• [REQUIREMENT 1] Reproduce the passage of the UniZero overview, starting with "MuZero-style planning excels" and going on through "and scalable planning.".

• [DOCUMENT]
--- BEGIN ---

UniZero: Generalized and Efficient Planning with Scalable Latent World Models

Yuan Pu; Yazhe Niu; Zhenjie Yang; Jiyuan Ren; Hongsheng Li; Yu Liu

UniZero: Generalized and Efficient Planning with Scalable Latent World Models

Yuan Pu, Yazhe Niu, Zhenjie Yang, Jiyuan Ren, Hongsheng Li, Yu Liu

TL;DR

MuZero-style planning excels in short-horizon tasks but struggles with long-term memory and multitask scalability. UniZero introduces a modular transformer-based latent world model that disentangles latent state from implicit history and jointly optimizes the world model and policy, enabling efficient planning in the latent space with a KV memory. Across VisualMatch, Atari multitask benchmarks, Atari 100K, and DMControl, UniZero achieves strong memory-based and standard-task performance, often outperforming strong baselines and displaying robust multi-task transfer. Ablation studies confirm the importance of SimNorm for stability, while decoding targets offer limited gains, supporting a design that emphasizes decision-relevant latent representations and scalable planning.

Abstract

Learning predictive world models is crucial for enhancing the planning capabilities of reinforcement learning (RL) agents. Recently, MuZero-style algorithms, leveraging the value equivalence principle and Monte Carlo Tree Search (MCTS), have achieved superhuman performance in various domains. However, these methods struggle to scale in heterogeneous scenarios with diverse dependencies and task variability. To overcome these limitations, we introduce UniZero, a novel approach that employs a modular transformer-based world model to effectively learn a shared latent space. By concurrently predicting latent dynamics and decision-oriented quantities conditioned on the learned latent history, UniZero enables joint optimization of the long-horizon world model and policy, facilitating broader and more efficient planning in the latent space. We show that UniZero significantly outperforms existing baselines in benchmarks that require long-term memory. Additionally, UniZero demonstrates superior scalability in multitask learning experiments conducted on Atari benchmarks. In standard single-task RL settings, such as Atari and DMControl, UniZero matches or even surpasses the performance of current state-of-the-art methods. Finally, extensive ablation studies and visual analyses validate the effectiveness and scalability of UniZero's design choices. Our code is available at \textcolor{magenta}{https://github.com/opendilab/LightZero}.

--- END ---

• [REQUIREMENT 2] Transcribe every line of the point-labeling entries below verbatim, omitting the pictures from your answer.

[Point-labeling examples]
--- BEGIN ---

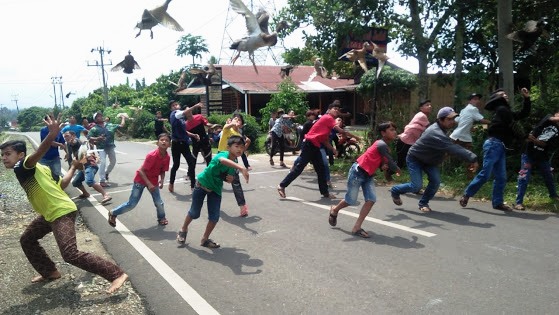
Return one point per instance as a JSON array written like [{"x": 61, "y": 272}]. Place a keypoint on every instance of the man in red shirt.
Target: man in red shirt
[
  {"x": 310, "y": 151},
  {"x": 152, "y": 176}
]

--- END ---

• [WORKED SOLUTION 1]
MuZero-style planning excels in short-horizon tasks but struggles with long-term memory and multitask scalability. UniZero introduces a modular transformer-based latent world model that disentangles latent state from implicit history and jointly optimizes the world model and policy, enabling efficient planning in the latent space with a KV memory. Across VisualMatch, Atari multitask benchmarks, Atari 100K, and DMControl, UniZero achieves strong memory-based and standard-task performance, often outperforming strong baselines and displaying robust multi-task transfer. Ablation studies confirm the importance of SimNorm for stability, while decoding targets offer limited gains, supporting a design that emphasizes decision-relevant latent representations and scalable planning.

• [WORKED SOLUTION 2]
Return one point per instance as a JSON array written like [{"x": 61, "y": 272}]. Place a keypoint on every instance of the man in red shirt.
Target: man in red shirt
[
  {"x": 310, "y": 151},
  {"x": 152, "y": 176}
]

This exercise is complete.